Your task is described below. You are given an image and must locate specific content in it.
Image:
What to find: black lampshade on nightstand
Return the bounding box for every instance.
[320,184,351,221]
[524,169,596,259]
# # # # #
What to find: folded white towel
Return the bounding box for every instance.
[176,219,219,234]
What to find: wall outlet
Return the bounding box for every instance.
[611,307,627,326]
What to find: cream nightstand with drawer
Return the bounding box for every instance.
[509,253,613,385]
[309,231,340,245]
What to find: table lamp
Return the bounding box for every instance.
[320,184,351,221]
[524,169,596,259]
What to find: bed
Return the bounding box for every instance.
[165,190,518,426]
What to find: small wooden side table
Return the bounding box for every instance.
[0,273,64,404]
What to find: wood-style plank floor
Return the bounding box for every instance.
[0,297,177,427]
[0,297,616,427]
# # # # #
EXERCISE DIRECTIONS
Reproduce verbatim the lines beginning with the one that contains "What to find: bed" and ending with the one that contains "[0,297,616,427]", including both of those lines.

WORKED SOLUTION
What to find: bed
Return the bounding box for every instance.
[165,190,518,426]
What to find: small wooden side table
Return the bounding box for every instance.
[0,273,64,404]
What to find: wood-style plank floor
Return the bounding box for every instance.
[0,297,177,427]
[0,297,616,427]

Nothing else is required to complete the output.